- **Exercise**
All entries must be given again in full, exactly as they were supplied.

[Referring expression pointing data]
↓

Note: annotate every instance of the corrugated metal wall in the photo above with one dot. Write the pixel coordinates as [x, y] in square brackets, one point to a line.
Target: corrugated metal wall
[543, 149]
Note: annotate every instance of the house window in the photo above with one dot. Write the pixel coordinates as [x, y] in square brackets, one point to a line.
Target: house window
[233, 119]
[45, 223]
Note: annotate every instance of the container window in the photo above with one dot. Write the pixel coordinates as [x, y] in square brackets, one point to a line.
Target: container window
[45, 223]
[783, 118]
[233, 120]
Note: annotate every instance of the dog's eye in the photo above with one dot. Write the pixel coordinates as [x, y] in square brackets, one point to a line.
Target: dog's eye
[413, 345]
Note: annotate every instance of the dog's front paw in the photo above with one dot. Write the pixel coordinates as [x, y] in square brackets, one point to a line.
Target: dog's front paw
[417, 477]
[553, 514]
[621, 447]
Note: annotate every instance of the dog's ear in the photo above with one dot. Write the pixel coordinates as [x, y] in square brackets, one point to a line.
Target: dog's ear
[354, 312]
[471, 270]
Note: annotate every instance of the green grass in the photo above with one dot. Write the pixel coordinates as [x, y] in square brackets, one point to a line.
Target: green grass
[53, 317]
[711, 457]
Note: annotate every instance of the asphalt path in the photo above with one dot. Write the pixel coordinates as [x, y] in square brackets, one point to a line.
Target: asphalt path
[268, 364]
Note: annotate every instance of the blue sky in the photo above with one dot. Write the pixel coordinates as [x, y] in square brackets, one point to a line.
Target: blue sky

↑

- **Answer below**
Note: annotate every instance of the corrugated metal wall in the photo above with one dot. Write the pixel coordinates as [x, y] in square brackets, one point to a line.
Target: corrugated metal wall
[543, 149]
Note: annotate every instance of the house window in the photo above with one dot. Write the pixel coordinates as [x, y] in square brackets, one point to a line.
Target: house window
[233, 119]
[45, 223]
Note: annotate every instance of the container window in the photo above with one dot. Write the pixel coordinates as [x, y] in square brackets, one point to a line.
Target: container window
[45, 223]
[783, 118]
[233, 120]
Note: annotate every instance of the dog's eye in the photo above with one dot. Write the pixel coordinates as [x, y] in square brackets, one point to a line.
Target: dog's eye
[413, 345]
Note: annotate every instance of the dog's front paw in the photo above with one dot. Write the pixel coordinates as [x, y] in square brackets, one point to a line.
Target: dog's front paw
[417, 477]
[553, 514]
[621, 447]
Note: annotate every instance of the dog's ear in the photo above with one dot. Write the pixel coordinates as [x, y] in square brackets, one point to a line.
Target: dog's ear
[354, 312]
[471, 270]
Note: annotate every instance of the green grass in the photo above with one dot. Write the pixel coordinates as [x, y] in square brackets, one point to a line.
Target: green grass
[53, 317]
[711, 457]
Note: annotate every instance of the asphalt path in the photo above with one dot. Write the pixel coordinates as [x, y] in square brackets, one point to a line.
Target: asphalt path
[268, 364]
Note: annotate every instance of the blue sky in the photo above with one dot. Write the pixel coordinates as [x, y] in square brackets, one point to a line.
Target: blue sky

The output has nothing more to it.